— Start of INPUT RECORDS —

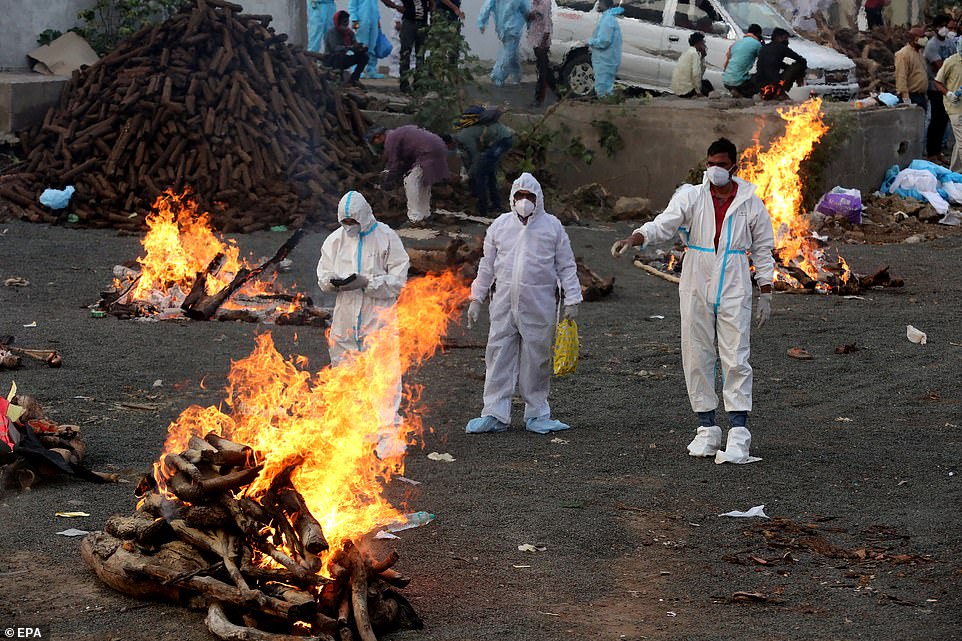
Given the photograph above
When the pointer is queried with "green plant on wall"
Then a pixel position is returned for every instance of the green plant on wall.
(609, 138)
(440, 82)
(110, 22)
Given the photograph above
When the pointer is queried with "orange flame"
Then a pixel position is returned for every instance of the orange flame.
(332, 419)
(775, 172)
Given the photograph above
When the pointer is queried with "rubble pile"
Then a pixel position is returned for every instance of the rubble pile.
(212, 100)
(873, 53)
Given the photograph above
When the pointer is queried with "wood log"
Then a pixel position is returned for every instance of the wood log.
(206, 306)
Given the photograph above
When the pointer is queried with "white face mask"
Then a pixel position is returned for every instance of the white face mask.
(718, 176)
(523, 208)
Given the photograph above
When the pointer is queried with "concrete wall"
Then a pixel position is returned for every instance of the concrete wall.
(664, 140)
(23, 20)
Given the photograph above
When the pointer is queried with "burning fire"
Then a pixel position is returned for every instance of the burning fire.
(775, 171)
(328, 423)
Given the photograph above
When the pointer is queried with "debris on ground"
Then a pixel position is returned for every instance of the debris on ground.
(214, 100)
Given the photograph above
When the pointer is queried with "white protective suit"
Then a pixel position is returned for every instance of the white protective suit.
(716, 290)
(376, 252)
(526, 264)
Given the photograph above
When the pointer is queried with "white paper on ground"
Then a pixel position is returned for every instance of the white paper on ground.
(758, 510)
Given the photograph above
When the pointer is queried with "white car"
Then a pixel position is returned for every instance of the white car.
(655, 33)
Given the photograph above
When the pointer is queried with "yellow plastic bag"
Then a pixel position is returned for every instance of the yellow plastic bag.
(566, 346)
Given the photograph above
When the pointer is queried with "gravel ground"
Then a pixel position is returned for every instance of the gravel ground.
(860, 472)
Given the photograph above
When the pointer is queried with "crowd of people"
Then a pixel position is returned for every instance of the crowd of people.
(528, 275)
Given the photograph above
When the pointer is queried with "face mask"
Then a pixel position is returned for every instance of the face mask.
(523, 208)
(718, 176)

— End of INPUT RECORDS —

EXERCISE GOAL: Transcribe all the records above word for word, without their images.

RESPONSE:
Given the photograph above
When the pointer is queried with "green plant on wall"
Then a pixel position is returned for every instance of the green plant on wall.
(609, 138)
(440, 82)
(110, 22)
Given the photograph above
When the pointer is queried with "orange flame"
Then a pixel position is returned for every instance of the orange flame.
(332, 419)
(775, 172)
Given the photograph above
When the pointer is queried with "rubble pile"
Then a pixel position is returned for every instance of the rubble pile.
(212, 100)
(873, 53)
Given the photograph above
When the pointer is queried with "wood log"
Then a pixel position is returned for every instance of the wood log.
(206, 306)
Given the photograph above
When the pointer is queried with "white face mask"
Then a pixel position is returned for every instance of the white face mask.
(718, 176)
(523, 208)
Given the photograph above
When the pointer is queried with "concrete wall"
Then a pixel position is returned for every instance of the concrete wall.
(664, 140)
(23, 20)
Given the photograph above
When the pointer is queried with "burning fire"
Then a pixel position is returned for every instance of the burning fire.
(775, 171)
(328, 423)
Given the photograph above
When the pointer is queried with "debris on ground"
Then a pixel position is returned for every instance of the debris on ground.
(214, 100)
Given the photograph above
When the pointer is queried with "white protective suit"
Then a pixel position is returned for every instance of the white protective suit.
(716, 290)
(376, 252)
(526, 264)
Given the photograph above
When the pointer is queried with "white paper on ground"
Then a pixel position is returned for every instance of the white paper on ground.
(758, 510)
Given the photograph above
When the pointer is queried with "white car"
Then a pixel position is returned for every instance of the white car.
(655, 33)
Given the photograph above
When the pointer is queried with "yellow plastic bag"
Then a pixel position is returned for every instance of the yellow plastic bag.
(566, 346)
Given the photograph above
When the pointer is queried with "gravel ground"
Then a pixel position is returned for every instance of the gravel ground.
(860, 472)
Given the photograph above
When the pointer is queried with "crowd of people"
Then a pixel position is returned for every instance of the crowd of people.
(528, 275)
Given the photograph above
When the pointer is queried with "face mask"
Then a pixel position is returned for every instance of the face mask.
(523, 208)
(718, 176)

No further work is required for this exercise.